**WHAT IS EXPECTED**
Rewrite all of these lines with "instance" swapped for "item" everywhere and nothing else changed. Leave the pictures out of your answer.

— Start of DATASET —

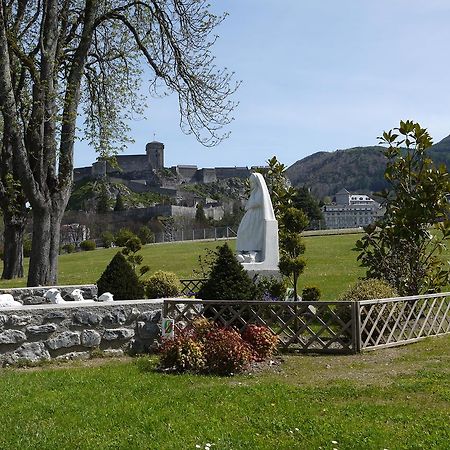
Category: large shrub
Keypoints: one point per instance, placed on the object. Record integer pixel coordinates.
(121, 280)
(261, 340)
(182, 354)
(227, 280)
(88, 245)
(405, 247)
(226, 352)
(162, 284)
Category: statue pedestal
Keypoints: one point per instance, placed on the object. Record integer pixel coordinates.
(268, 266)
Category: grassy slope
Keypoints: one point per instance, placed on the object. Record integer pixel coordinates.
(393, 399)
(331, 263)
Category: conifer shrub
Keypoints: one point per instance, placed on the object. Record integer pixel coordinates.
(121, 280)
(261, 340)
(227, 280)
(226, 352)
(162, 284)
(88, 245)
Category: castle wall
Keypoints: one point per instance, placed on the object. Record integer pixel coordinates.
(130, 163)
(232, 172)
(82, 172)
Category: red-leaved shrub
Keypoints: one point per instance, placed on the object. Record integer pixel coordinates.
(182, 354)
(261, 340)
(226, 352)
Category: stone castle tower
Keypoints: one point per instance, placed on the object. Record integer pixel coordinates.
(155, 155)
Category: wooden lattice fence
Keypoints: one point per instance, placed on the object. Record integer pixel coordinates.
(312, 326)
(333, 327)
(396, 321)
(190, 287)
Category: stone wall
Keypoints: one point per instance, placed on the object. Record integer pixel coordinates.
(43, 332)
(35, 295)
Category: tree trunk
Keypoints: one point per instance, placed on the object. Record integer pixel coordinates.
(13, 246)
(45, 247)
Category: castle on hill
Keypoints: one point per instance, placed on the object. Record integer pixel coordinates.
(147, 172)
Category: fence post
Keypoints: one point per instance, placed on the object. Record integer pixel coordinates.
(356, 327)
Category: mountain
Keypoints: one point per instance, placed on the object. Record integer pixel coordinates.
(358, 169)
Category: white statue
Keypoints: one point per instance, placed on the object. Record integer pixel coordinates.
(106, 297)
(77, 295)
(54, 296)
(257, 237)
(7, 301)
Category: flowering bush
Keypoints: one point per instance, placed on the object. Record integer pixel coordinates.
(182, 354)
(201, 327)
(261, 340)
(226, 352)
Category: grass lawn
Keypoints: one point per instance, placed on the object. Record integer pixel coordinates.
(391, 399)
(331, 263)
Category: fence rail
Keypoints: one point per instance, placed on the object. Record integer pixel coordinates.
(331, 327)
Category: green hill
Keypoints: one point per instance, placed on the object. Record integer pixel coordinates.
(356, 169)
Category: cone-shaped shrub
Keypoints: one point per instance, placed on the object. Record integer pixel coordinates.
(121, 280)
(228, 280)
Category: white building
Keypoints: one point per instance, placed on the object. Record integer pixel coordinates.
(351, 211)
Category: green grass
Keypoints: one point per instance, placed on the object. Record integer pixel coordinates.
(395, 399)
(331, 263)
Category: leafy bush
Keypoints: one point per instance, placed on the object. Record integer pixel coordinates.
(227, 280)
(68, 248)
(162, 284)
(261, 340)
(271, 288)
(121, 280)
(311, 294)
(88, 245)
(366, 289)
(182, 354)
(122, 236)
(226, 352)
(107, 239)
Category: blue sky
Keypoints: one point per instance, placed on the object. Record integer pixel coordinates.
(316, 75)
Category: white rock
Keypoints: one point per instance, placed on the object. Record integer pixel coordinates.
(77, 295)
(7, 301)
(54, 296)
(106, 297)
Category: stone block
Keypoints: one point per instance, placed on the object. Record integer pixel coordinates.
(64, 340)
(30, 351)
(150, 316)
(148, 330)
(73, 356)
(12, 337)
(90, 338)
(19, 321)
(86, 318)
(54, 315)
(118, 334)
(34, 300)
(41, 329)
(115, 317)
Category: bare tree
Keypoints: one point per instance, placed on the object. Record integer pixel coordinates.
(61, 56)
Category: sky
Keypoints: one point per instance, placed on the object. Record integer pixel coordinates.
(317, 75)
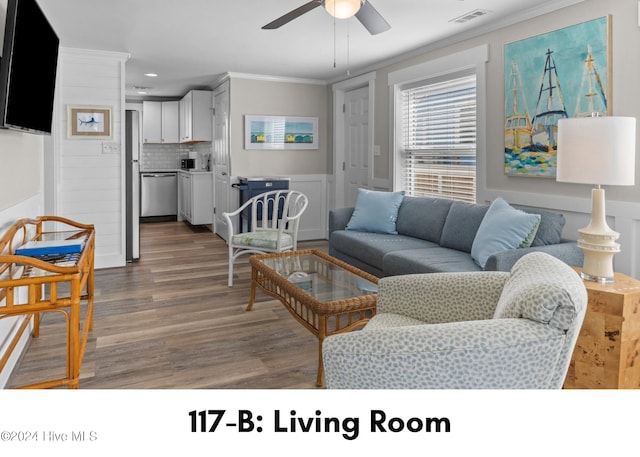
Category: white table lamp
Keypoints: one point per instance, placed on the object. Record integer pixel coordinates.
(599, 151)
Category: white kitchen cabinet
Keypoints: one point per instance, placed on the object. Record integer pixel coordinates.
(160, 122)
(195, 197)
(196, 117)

— End of DATASET —

**PROBLEM SOLUTION**
Category: large shrub
Keypoints: one point per item, placed on the object. Record integer pixel coordinates.
(121, 280)
(261, 340)
(182, 354)
(227, 280)
(88, 245)
(405, 247)
(226, 352)
(162, 284)
Category: statue pedestal
Keypoints: one point per item, placed on the object. Record integer pixel coordinates.
(268, 266)
Category: grassy slope
Keypoints: one point per item, placed on the object. Record integer pixel coordinates.
(393, 399)
(331, 263)
Category: conifer shrub
Keypoints: one point per item, placed on the object. Record integer pixel coordinates.
(121, 280)
(261, 340)
(227, 280)
(226, 352)
(162, 284)
(88, 245)
Category: castle wall
Keypoints: one point per item, placed on the object. Record integer pixel coordinates.
(130, 163)
(232, 172)
(82, 172)
Category: red-leaved shrub
Keypoints: one point per item, placed on the object. Record integer pixel coordinates.
(182, 354)
(261, 340)
(226, 352)
Category: stone castle tower
Keypoints: one point per item, placed on the object. Record integer pixel coordinates.
(155, 155)
Category: wooden lattice fence
Keypoints: one point per item, placed on the object. Record integer pixel coordinates.
(312, 326)
(333, 327)
(396, 321)
(190, 287)
Category: stone wall
Keypoints: one point per item, placed on the object. Record integer pixel coordinates.
(43, 332)
(35, 295)
Category: tree trunk
Keypoints: one point per item, placed on the object. Record integer pixel coordinates.
(13, 246)
(45, 247)
Category: castle on hill
Keypoints: one point per item, placed on the object. Record integer pixel coordinates.
(147, 172)
Category: fence post
Keypoints: one point per item, placed on the object. Record integer pixel coordinates.
(356, 327)
Category: mountain
Keypoints: one point per item, placed on the object. Record integer pixel coordinates.
(358, 169)
Category: white statue
Keypoints: one point per item, placed on the object. Record integer pixel coordinates.
(106, 297)
(77, 295)
(54, 296)
(257, 237)
(7, 301)
Category: flowering bush
Keypoints: one point per item, placed on the object. Record integer pixel coordinates.
(182, 354)
(201, 327)
(261, 340)
(226, 352)
Category: grass lawn
Keypoints: one point per item, placed on the object. Record integer pixel coordinates.
(391, 399)
(331, 263)
Category: fence rail
Keypoints: one point per item, placed on the object. Record integer pixel coordinates.
(331, 327)
Category: green hill
Keypoints: one point per item, placed on the object. Record integer pixel coordinates.
(356, 169)
Category: cone-shaped shrub
Keypoints: one point per item, placed on the object. Record integer pixel coordinates.
(121, 280)
(228, 280)
Category: white building
Keypoints: one point per item, placed on the object. Record integer pixel coordinates.
(351, 211)
Category: green grass
Keypoints: one point per item, placed on the object. Record integer pixel coordinates.
(395, 399)
(331, 263)
Category: leafy bush
Keypoints: one point per item, placed on the object. Record integer pixel coordinates.
(227, 280)
(68, 248)
(162, 284)
(261, 340)
(271, 288)
(121, 280)
(311, 294)
(88, 245)
(366, 289)
(182, 354)
(122, 236)
(226, 352)
(107, 239)
Category: blue sky
Keypoints: one point per item, placed on the object. Record integer pixel coordinates.
(316, 75)
Category: white rock
Keypoints: one point per item, placed on the object. Record integer pixel coordinates.
(77, 295)
(7, 301)
(54, 296)
(106, 297)
Category: stone block
Keypoints: one point per item, placed on the object. Record integer pixel coordinates.
(64, 340)
(30, 351)
(150, 316)
(148, 330)
(73, 356)
(12, 337)
(90, 338)
(19, 321)
(86, 318)
(54, 315)
(118, 334)
(34, 300)
(41, 329)
(115, 317)
Category: bare tree
Keypoints: one point per item, placed on the object. Record integer pixel coordinates.
(61, 56)
Category: sky
Keypoints: one point per item, placed on the object. Record integer pixel coordinates.
(317, 75)
Category: white table lamp
Keypoints: one point per item, placed on the object. Record integer pixel coordinates.
(599, 151)
Category: white kitchen cabinet
Keypoints: one point per item, placed on the object. Record integer pixel coordinates.
(160, 122)
(195, 197)
(196, 117)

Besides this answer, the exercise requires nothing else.